§ PROBLEM DESCRIPTION: What you return must be every line from the beginning of the data through the line holding "Target = forked tree trunk", unchanged.

§ INPUT DATA:

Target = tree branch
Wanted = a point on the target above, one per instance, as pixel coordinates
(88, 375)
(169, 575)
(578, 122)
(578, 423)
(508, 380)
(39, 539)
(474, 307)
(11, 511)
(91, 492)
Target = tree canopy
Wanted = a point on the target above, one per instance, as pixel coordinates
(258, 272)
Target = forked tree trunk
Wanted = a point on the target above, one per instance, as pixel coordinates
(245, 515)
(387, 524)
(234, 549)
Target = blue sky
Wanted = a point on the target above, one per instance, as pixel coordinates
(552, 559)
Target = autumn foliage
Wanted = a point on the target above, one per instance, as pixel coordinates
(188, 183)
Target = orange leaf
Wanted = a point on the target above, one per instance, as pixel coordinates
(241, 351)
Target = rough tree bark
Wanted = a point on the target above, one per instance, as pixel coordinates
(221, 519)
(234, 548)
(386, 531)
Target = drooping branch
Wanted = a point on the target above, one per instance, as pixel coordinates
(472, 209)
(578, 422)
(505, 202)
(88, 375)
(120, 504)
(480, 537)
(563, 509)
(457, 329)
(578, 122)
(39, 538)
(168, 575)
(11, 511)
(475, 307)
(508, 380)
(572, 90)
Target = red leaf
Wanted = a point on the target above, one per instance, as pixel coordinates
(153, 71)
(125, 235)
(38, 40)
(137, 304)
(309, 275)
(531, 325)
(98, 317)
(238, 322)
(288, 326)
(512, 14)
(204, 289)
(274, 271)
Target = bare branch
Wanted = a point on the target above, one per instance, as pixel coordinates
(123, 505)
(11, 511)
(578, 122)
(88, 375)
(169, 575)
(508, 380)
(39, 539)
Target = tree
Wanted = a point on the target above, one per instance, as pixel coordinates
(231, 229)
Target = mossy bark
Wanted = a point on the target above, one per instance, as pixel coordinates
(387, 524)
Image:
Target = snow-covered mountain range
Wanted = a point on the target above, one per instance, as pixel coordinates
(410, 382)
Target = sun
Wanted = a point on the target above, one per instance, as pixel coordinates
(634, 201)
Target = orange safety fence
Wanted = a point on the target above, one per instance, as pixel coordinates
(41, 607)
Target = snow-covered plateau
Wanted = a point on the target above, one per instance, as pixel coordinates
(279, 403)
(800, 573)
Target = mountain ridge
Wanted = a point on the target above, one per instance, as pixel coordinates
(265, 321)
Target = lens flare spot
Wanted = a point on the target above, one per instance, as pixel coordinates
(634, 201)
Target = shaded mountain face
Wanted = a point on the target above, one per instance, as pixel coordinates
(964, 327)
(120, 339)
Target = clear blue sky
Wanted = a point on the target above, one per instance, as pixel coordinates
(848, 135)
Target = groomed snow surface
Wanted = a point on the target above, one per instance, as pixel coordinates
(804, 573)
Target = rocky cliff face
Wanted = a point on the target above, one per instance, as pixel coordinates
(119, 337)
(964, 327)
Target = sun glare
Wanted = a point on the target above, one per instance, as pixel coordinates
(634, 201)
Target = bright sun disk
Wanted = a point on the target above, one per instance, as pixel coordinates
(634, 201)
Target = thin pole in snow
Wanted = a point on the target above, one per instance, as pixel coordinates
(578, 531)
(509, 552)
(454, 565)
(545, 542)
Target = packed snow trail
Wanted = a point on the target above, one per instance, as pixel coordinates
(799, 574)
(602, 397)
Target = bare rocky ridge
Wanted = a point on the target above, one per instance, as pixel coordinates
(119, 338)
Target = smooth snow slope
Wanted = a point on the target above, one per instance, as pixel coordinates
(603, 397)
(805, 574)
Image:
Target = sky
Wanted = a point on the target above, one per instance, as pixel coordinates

§ RESPONSE TO THE EXERCISE:
Target = tree branch
Wanted = a point on the target above, one per instance, as pixel coordinates
(88, 375)
(169, 575)
(578, 122)
(578, 423)
(508, 380)
(39, 539)
(474, 307)
(11, 511)
(91, 492)
Target = tree canopy
Wanted = a point on the target above, one per instance, as pixel coordinates
(258, 272)
Target = forked tree trunk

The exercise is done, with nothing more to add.